# [ELENCO DEI COMPITI]
• a. Nel testo su Carine Roitfeld, quanto è durata la chiacchierata al ristorante Caviar Kaspia secondo la cronista?
• b. Riscrivi, per favore, il passo del testo su Carine Roitfeld da "La lunga chiacchierata" fino a "divise per argomenti." compreso, sostituendo "domenica" con "sabato".

# [TESTO]
>>
La lunga chiacchierata – tre ore dice la cronista – a un tavolo dello chicchissimo ristorante russo di Parigi, Caviar Kaspia, è stata pubblicata domenica dal quotidiano finanziario color salmone, e la cosa rilevante per chi si occupa di cose legate alla moda è che è sostanzialmente la prima volta che la Roitfeld parla abbastanza liberamente e pubblicamente della sua avventura alla guida di Vogue Paris, e del suo rapporto col mondo del fashion. Pubblichiamo di seguito una serie di sue dichiarazioni, divise per argomenti.

SULLA FINE DEL SUO RAPPORTO CON VOGUE

“Quando ho iniziato ho detto che non ci sarei rimasta per sempre, massimo dieci anni (che è il tempo della durata della sua direzione, ndr). Sì, forse sarei potuta rimanere sei mesi in più, ma mi piaceva l’idea di lasciare al top, e soprattutto pensavo di aver già fatto molto per Vogue“.
La Long la incalza per sapere se in qualche abbia influito l’ultimo numero co-curato con l’amico di sempre Tom Ford, in cui sono comparsi un paio di redazionali molto discussi che pare abbiano fatto storcere il naso al boss dell’azienda, Xavier Romatet. Risponde così: “Non, non ha apprezzato. Io sono irriverente ma lui avrebbe preferito qualcosa di più soft, di più mainstream. Magari era preoccupato per le vendite future del giornale”.

SUL SUO RAPPORTO CON EMMANUELLE ALT (SUA EX FASHION EDITOR E ATTUALE DIRETTRICE DI VOGUE)

“Non siamo più amiche. Penso sia triste. Quando riponi tanta fiducia in una persona e questa non viene ricambiata, non è bello. Ma è la vita. Me ne son fatta una ragione”.

SU VODKA E CHAMPAGNE

“Vuole pasteggiare a vodka? Io non bevo vodka a pranzo. La sera però quando vado a casa, verso le otto, mi faccio uno shot; sono le mie origine russe”.

SUL SUO PRESENTE E SUL SUO FUTURO

Scrive la Long: “Ma uno dove va dopo Vogue? Della Roitfeld è stato detto che avrebbe lavorato con Tom Ford o si sarebbe unita all’amico Riccardo Tisci, invece a marzo ha annunciato che il suo primo progetto sarebbe stato una collaborazione con il super hip e lussuoso department store newyorchese Barneys, sulla loro campagna autunnale, sul catalogo e sulle celebri vetrine. O, come dice la Roitfeld, -Mi hanno chiesto, e a me piace molto, di potermi celebrare durante la fashion week di settembre-.
Un’ottima prima mossa; una mossa che le permette di tenere alto il suo status nell’industria mentre si sposta dal marchio Vogue al marchio Carine”.
<<
# [RIGHE DI DATI]
>>
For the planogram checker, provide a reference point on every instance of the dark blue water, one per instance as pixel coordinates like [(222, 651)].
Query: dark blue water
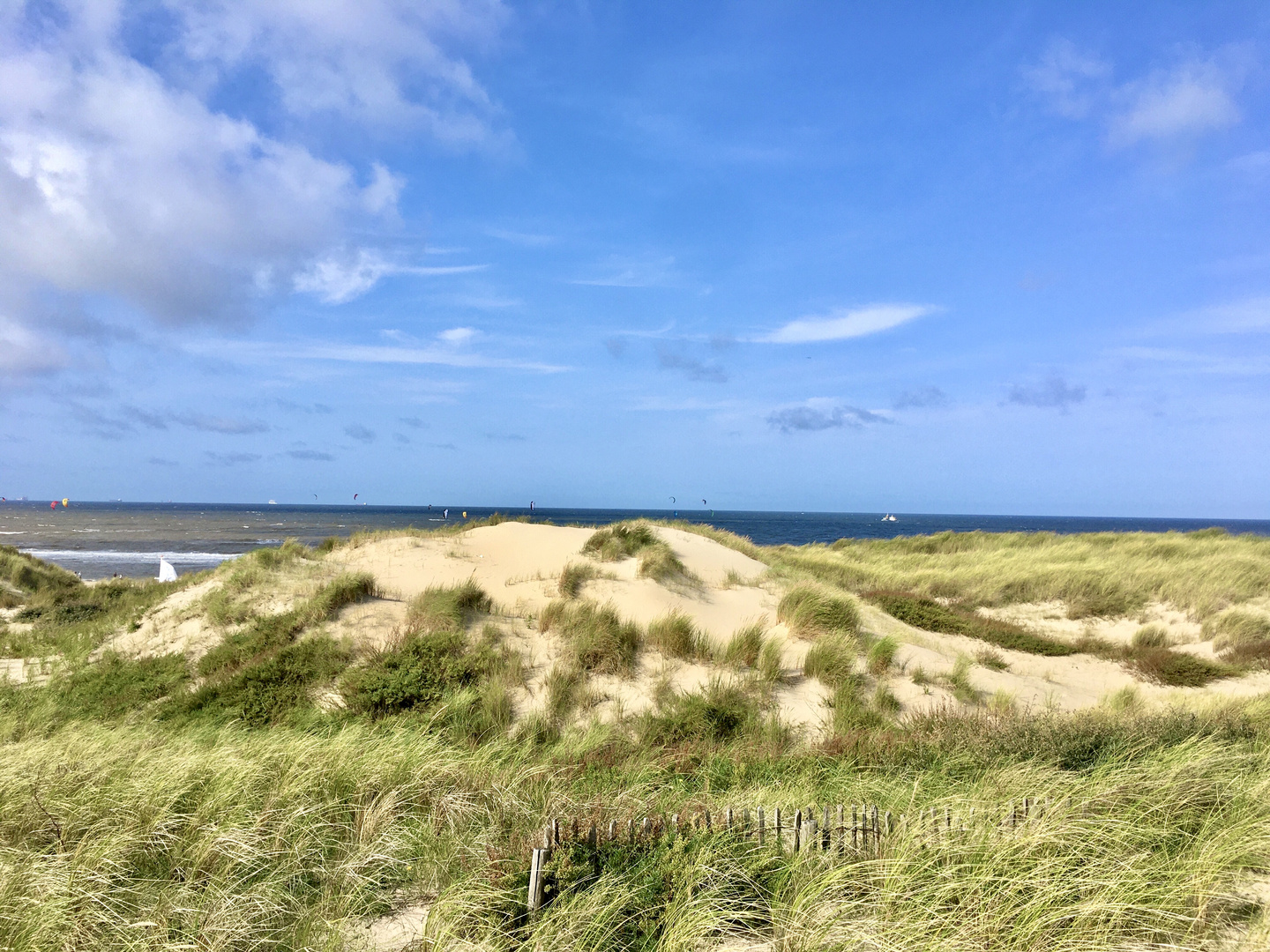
[(100, 539)]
<<
# [SOLUZIONI]
• a. Tre ore.

• b.
La lunga chiacchierata – tre ore dice la cronista – a un tavolo dello chicchissimo ristorante russo di Parigi, Caviar Kaspia, è stata pubblicata sabato dal quotidiano finanziario color salmone, e la cosa rilevante per chi si occupa di cose legate alla moda è che è sostanzialmente la prima volta che la Roitfeld parla abbastanza liberamente e pubblicamente della sua avventura alla guida di Vogue Paris, e del suo rapporto col mondo del fashion. Pubblichiamo di seguito una serie di sue dichiarazioni, divise per argomenti.